## Instructions to follow:
Count the lines in the rows below that contain the string "query", treating uppercase and lowercase as different. Reply with the number alone.

## Task input:
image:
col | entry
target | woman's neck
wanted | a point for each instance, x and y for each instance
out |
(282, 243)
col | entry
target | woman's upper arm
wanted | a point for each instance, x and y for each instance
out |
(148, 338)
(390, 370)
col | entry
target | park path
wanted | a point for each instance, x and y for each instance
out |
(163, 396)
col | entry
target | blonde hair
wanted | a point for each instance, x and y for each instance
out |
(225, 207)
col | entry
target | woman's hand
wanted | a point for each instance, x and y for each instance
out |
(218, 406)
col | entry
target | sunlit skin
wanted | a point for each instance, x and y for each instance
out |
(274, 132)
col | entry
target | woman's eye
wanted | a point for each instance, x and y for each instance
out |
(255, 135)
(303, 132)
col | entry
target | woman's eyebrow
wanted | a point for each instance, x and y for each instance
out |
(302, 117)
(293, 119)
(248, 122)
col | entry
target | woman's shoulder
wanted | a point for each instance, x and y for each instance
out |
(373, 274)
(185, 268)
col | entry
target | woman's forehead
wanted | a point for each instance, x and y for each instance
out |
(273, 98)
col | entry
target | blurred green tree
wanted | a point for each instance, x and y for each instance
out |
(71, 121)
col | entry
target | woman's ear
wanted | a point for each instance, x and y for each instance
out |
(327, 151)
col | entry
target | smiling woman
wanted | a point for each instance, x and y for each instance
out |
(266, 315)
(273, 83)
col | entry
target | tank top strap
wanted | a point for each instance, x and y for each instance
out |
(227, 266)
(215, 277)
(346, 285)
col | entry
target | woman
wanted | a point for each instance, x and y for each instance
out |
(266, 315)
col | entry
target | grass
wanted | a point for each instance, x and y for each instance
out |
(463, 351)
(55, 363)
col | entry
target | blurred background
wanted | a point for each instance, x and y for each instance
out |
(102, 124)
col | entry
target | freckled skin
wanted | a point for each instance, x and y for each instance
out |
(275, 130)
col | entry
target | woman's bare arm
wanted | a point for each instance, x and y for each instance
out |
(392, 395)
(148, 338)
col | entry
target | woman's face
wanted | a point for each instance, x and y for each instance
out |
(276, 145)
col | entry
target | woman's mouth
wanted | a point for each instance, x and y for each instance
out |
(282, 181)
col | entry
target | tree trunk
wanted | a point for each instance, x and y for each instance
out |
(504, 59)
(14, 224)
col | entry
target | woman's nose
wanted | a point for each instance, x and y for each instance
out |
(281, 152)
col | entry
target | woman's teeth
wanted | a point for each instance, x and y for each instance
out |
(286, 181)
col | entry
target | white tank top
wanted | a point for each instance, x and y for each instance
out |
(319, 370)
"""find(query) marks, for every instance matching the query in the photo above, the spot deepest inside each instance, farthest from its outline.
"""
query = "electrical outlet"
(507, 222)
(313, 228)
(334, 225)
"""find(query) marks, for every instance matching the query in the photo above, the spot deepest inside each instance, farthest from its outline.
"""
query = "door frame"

## Correct response:
4